-------- Input data

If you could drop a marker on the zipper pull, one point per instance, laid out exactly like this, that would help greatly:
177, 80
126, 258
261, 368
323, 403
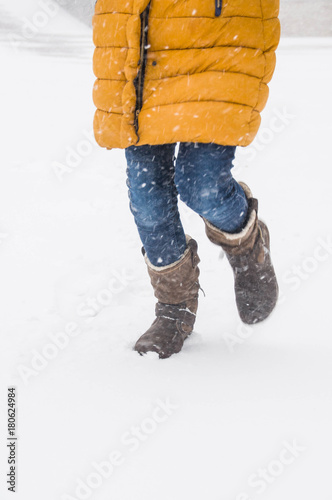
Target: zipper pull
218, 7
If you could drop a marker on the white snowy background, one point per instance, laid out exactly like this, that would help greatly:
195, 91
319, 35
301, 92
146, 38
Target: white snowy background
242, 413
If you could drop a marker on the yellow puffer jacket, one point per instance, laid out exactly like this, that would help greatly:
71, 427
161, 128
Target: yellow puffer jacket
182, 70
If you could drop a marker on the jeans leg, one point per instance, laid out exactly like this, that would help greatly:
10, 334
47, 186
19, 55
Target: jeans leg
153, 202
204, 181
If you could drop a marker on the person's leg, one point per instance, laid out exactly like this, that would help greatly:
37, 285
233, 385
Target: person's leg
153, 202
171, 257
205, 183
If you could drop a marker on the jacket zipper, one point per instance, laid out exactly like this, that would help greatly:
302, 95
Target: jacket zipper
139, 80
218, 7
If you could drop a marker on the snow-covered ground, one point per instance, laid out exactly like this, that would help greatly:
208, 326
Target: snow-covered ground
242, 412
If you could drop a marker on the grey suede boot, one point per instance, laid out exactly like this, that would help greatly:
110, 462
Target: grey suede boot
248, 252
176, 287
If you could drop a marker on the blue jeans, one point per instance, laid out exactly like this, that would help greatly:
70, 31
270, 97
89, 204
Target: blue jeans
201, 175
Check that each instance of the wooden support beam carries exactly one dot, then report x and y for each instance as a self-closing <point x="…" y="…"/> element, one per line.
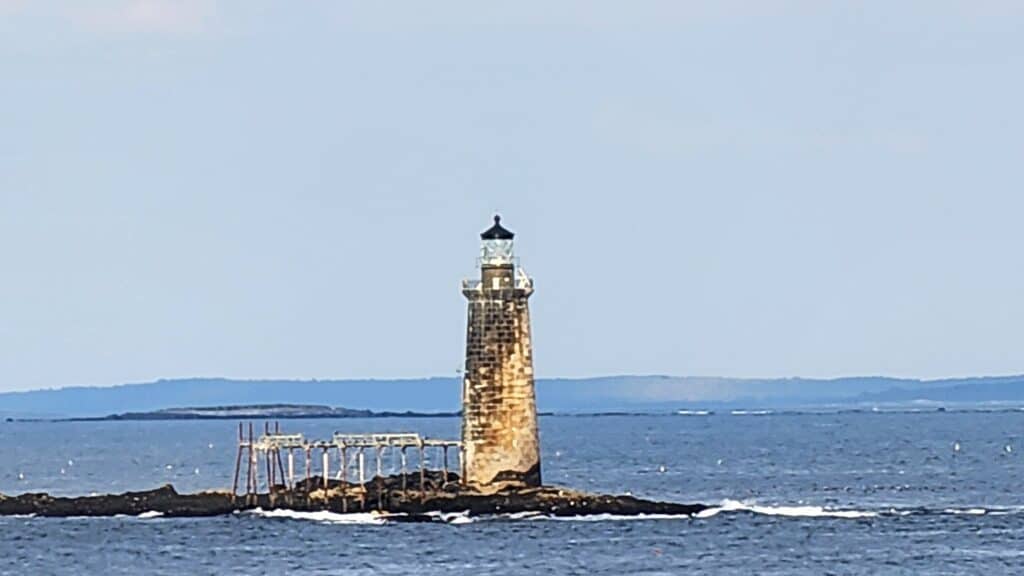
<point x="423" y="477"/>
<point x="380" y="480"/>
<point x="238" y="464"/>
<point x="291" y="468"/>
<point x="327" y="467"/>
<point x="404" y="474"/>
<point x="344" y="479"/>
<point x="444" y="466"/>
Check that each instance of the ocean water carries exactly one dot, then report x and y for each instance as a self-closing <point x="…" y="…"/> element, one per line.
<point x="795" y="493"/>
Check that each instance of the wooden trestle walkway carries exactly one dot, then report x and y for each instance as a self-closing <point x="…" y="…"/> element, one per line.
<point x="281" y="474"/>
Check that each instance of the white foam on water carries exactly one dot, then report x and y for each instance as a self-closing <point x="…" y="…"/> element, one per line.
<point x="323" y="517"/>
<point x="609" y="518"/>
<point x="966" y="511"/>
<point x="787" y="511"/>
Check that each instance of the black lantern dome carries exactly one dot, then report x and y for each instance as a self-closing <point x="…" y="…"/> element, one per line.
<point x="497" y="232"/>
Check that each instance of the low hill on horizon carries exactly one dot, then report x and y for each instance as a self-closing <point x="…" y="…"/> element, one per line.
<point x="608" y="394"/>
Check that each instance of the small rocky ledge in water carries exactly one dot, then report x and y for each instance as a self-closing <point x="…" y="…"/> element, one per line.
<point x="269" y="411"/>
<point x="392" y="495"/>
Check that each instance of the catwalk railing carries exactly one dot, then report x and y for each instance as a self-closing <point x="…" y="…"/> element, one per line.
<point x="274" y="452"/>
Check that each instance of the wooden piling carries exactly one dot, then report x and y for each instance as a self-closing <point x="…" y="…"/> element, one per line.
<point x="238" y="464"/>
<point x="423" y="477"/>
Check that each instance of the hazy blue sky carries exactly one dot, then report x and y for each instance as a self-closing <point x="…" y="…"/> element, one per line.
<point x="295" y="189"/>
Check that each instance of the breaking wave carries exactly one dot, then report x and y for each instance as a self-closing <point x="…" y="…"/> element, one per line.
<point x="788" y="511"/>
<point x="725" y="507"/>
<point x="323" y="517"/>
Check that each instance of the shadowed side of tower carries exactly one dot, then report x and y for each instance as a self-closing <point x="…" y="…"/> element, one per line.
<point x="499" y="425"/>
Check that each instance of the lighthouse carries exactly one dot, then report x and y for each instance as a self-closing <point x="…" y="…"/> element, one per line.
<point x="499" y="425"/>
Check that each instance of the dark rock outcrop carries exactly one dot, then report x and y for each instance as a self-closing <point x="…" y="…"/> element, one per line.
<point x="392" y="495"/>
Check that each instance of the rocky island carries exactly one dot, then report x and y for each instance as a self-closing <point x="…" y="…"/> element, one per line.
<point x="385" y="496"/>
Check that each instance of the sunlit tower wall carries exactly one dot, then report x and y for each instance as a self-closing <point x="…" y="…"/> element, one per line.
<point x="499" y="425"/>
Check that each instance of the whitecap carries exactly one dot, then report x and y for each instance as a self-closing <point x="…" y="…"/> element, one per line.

----------------

(Your task): A faithful copy of all the entries is required, pictures excluded.

(Exercise response):
If you could drop a marker on the zipper pull, one point per instance, laid out exactly like this, that would help greatly:
177, 80
126, 258
261, 368
323, 403
Target: zipper pull
218, 7
If you could drop a marker on the white snowy background, one point per instance, laid out exactly like this, that would help greatly:
195, 91
319, 35
301, 92
146, 38
Target: white snowy background
242, 413
If you could drop a marker on the yellow puffer jacket, one point per instance, laid out exactly like this, that would help greatly:
71, 427
161, 128
Target: yellow puffer jacket
182, 70
If you could drop a marker on the jeans leg, one point per instance, laid out exactly like this, that would help greatly:
10, 334
47, 186
19, 55
Target: jeans leg
153, 202
204, 181
If you could drop a marker on the person's leg, one point per instance, laid out exactly like this, that would help greatly:
37, 285
233, 385
Target: person's leg
153, 202
171, 257
205, 183
If you could drop a marker on the jacket zipper, one point per instance, laid out exactly like this, that would help greatly:
302, 95
Target: jacket zipper
139, 80
218, 7
If you could drop a marker on the snow-covered ground, one point per instance, laid out exactly like this, that would help greatly:
208, 326
Target: snow-covered ground
242, 412
If you could drop a marker on the grey suede boot, one point per instance, laid out exactly like this, that would help greatly:
110, 462
Target: grey suede boot
248, 252
176, 287
If you could drop a marker on the blue jeans, one point per instance, laid out exactly like this, that would help greatly:
70, 31
270, 97
89, 204
Target: blue jeans
201, 175
Check that each instance of the wooden support beam carries exactly one dot, then report x and y for each instance as a self-closing <point x="…" y="…"/> element, one per line.
<point x="423" y="477"/>
<point x="380" y="480"/>
<point x="238" y="464"/>
<point x="291" y="468"/>
<point x="327" y="467"/>
<point x="404" y="474"/>
<point x="344" y="479"/>
<point x="444" y="466"/>
Check that each instance of the ocean water carries exactly one dot, then report x and y for each instance as a self-closing <point x="…" y="…"/> element, one per line.
<point x="795" y="493"/>
Check that each instance of the wooden trestle walkway carries exactly one dot, then report x and y for each instance as a self-closing <point x="…" y="…"/> element, one per line.
<point x="281" y="474"/>
Check that each instance of the white foam on water carries exactly one dot, then report x and y for each instance as a self-closing <point x="…" y="…"/> element, one per line.
<point x="323" y="517"/>
<point x="609" y="518"/>
<point x="966" y="511"/>
<point x="787" y="511"/>
Check that each instance of the black lantern dome carries exactly one dot, then report x and y for each instance as a self-closing <point x="…" y="…"/> element, one per line.
<point x="497" y="232"/>
Check that each instance of the low hill on horizon carries exactly one dot, then report x and y for each instance as a self-closing <point x="…" y="…"/> element, one per line.
<point x="608" y="394"/>
Check that each instance of the small rocky ledge in water carries exactly one dot, then report x and y for each instance as a self-closing <point x="…" y="…"/> element, one per line.
<point x="269" y="411"/>
<point x="392" y="495"/>
Check that each instance of the catwalk railing carries exactly one dot, then report x and y for each instance as a self-closing <point x="…" y="…"/> element, one per line.
<point x="274" y="452"/>
Check that each instance of the wooden piling carries exactly one dot, then report x and y for each instance as a self-closing <point x="…" y="…"/> element, one per line.
<point x="238" y="464"/>
<point x="423" y="477"/>
Check that each instance of the hazy blue sky carries exactly one dot, then report x and y for each instance as a self-closing <point x="…" y="…"/> element, one per line.
<point x="295" y="189"/>
Check that each instance of the breaking wave carries exactly one dot, then report x and y for each instance as a self-closing <point x="…" y="…"/> element, one per line.
<point x="788" y="511"/>
<point x="725" y="507"/>
<point x="323" y="517"/>
Check that each instance of the shadowed side of tower carries exactly one dot, then report x and y for each instance as a self-closing <point x="…" y="…"/> element, one per line.
<point x="499" y="425"/>
Check that each instance of the lighthouse carries exactly one dot, then report x and y for each instance as a self-closing <point x="…" y="…"/> element, one per line.
<point x="499" y="425"/>
Check that each instance of the dark rock outcrop carries exactly one dot, then report x and y for each instance as a self-closing <point x="…" y="…"/> element, one per line.
<point x="392" y="495"/>
Check that each instance of the rocky island carries exactly one dot, then report x and y for each instance as a self-closing <point x="…" y="…"/> element, one per line.
<point x="385" y="496"/>
Check that each instance of the sunlit tower wall carries exactly one dot, then report x and y for each instance as a self-closing <point x="…" y="…"/> element, one per line.
<point x="499" y="425"/>
Check that each instance of the whitecap carries exactly one dot, then report x and y for each instance as a self-closing <point x="…" y="…"/> element, one per line.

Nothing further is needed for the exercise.